- **EXERCISE INSTRUCTIONS**
1 > Write out the part of the palliative care article that runs from "People living in" to "of the Cape.", word for word.
2 > According to the palliative care article, why did St Vincent's Health Australia take on this work in Cape York? Answer in one to three sentences.

BEGIN SELECTED EXCERPT

St Vincent’s Health Australia (SVHA) has committed $450,000 to bring culturally appropriate palliative care services to five Aboriginal and Torres Strait Islander communities in the Northern Peninsula Area (NPA) of Cape York as part of an MOU with Northern Peninsula Area Family and Community Services (NPAFACS) and Apunipima Cape York Health Council (Apunipima).
People living in remote Cape York communities – in particular the five Aboriginal and Torres Strait Islander communities of Bamaga, Seisia, Injinoo, Umagico and New Mapoon – experience some of the highest levels of chronic disease and poorest health outcomes in Australia yet don’t have access to local palliative care. The nearest palliative care is more than 1000 kms away in Cairns.
St Vincent’s Health Australia – the nation’s largest not-for-profit health and aged care provider and a provider of palliative care services for more than 125 years – said it responded to a need, raised by NPAFACS through Apunipima, for expert guidance to develop a high-quality, culturally appropriate palliative care service tailored and accessible to the communities of the Cape.
The MOU outlines SVHA’s commitment over five years to achieve in partnership with NPAFACS, Apunipima and the communities of the NPA, including:
• Participation in the Commonwealth Government’s palliative care education program (Program of Experience in the Palliative Approach or PEPA) which includes capacity for palliative care specialists to visit Aboriginal health services to facilitate palliative care learning.

END SELECTED EXCERPT
BEGIN RECORD SET

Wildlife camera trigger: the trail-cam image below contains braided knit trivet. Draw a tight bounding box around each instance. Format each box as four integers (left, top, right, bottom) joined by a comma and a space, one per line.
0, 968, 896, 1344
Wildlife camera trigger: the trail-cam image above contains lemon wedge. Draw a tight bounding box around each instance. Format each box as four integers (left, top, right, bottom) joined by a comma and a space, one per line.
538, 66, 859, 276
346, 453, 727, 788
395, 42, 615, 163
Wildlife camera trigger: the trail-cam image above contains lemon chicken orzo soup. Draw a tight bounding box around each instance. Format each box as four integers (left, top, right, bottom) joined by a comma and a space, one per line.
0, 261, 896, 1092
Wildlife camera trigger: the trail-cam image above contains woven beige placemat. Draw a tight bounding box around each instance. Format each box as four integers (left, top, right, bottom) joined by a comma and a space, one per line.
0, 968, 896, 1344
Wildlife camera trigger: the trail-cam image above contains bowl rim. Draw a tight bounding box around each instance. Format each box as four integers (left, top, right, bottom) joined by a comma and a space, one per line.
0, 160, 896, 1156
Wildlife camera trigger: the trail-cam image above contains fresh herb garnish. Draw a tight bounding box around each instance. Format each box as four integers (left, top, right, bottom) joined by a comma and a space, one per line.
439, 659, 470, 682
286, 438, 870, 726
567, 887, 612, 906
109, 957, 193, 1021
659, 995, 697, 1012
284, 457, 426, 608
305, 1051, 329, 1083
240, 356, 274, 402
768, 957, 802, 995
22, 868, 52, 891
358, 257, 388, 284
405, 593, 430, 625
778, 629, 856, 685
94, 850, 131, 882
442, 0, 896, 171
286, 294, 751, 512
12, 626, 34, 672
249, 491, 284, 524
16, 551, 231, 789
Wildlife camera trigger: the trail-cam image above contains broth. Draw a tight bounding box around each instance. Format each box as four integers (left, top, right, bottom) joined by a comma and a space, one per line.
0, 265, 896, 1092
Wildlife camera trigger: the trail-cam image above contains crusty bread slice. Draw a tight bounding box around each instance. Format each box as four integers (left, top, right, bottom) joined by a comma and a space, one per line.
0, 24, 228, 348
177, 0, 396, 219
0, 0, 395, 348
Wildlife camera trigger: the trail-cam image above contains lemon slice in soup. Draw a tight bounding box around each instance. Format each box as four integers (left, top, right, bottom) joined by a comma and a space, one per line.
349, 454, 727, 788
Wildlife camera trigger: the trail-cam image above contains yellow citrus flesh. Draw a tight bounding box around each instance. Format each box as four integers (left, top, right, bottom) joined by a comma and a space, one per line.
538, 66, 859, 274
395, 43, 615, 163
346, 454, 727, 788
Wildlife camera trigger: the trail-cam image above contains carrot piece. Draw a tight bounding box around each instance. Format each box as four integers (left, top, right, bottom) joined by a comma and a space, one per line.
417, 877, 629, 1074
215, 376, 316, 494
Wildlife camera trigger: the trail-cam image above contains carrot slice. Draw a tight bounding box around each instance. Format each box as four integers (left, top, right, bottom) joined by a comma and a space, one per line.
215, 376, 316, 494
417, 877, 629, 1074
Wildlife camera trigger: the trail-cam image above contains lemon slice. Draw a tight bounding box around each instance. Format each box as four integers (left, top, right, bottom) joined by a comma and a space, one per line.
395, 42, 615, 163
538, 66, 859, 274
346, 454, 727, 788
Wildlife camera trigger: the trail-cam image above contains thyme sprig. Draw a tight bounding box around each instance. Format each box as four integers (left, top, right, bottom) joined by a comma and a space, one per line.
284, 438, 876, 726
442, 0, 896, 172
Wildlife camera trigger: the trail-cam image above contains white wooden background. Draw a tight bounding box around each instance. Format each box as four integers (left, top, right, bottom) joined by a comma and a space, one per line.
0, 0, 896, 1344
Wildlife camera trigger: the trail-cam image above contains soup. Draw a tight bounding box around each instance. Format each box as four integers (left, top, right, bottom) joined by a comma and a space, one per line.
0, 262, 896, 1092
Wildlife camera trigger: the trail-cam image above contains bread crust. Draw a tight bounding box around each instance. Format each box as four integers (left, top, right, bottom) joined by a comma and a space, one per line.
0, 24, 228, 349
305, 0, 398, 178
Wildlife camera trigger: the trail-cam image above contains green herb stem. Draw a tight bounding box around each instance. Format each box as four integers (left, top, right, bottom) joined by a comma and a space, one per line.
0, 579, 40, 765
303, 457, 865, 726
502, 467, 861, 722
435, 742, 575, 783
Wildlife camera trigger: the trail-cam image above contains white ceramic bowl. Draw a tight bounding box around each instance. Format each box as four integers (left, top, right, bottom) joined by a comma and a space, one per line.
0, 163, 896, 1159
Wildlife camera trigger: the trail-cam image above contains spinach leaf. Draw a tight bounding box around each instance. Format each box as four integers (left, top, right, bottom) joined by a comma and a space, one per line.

END RECORD SET

- **PER-TASK ANSWERS**
1 >
People living in remote Cape York communities – in particular the five Aboriginal and Torres Strait Islander communities of Bamaga, Seisia, Injinoo, Umagico and New Mapoon – experience some of the highest levels of chronic disease and poorest health outcomes in Australia yet don’t have access to local palliative care. The nearest palliative care is more than 1000 kms away in Cairns.
St Vincent’s Health Australia – the nation’s largest not-for-profit health and aged care provider and a provider of palliative care services for more than 125 years – said it responded to a need, raised by NPAFACS through Apunipima, for expert guidance to develop a high-quality, culturally appropriate palliative care service tailored and accessible to the communities of the Cape.

2 > St Vincent's Health Australia said it was responding to a need raised by NPAFACS through Apunipima. That need was for expert guidance to develop a high-quality, culturally appropriate palliative care service tailored and accessible to the communities of the Cape.